**Given task**
Lay out the lines below as a JSON list of strings, one string per line, leaving out any blank lines.

◇ ◇ ◇

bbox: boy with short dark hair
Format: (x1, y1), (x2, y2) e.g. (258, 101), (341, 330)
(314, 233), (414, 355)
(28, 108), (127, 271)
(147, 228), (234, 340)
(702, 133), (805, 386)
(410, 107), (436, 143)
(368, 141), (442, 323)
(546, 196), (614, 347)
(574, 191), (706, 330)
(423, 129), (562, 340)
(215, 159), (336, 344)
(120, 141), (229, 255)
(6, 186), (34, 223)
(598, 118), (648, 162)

◇ ◇ ◇

**Finished exercise**
[
  "bbox: boy with short dark hair",
  "Format: (x1, y1), (x2, y2) e.g. (258, 101), (341, 330)",
  "(314, 233), (414, 355)",
  "(28, 108), (127, 271)",
  "(147, 228), (234, 340)",
  "(702, 133), (805, 386)",
  "(410, 107), (436, 143)",
  "(368, 141), (442, 323)",
  "(546, 196), (614, 347)",
  "(574, 191), (706, 330)",
  "(423, 129), (562, 340)",
  "(215, 159), (336, 344)",
  "(120, 141), (229, 255)",
  "(6, 186), (34, 223)",
  "(598, 118), (648, 162)"
]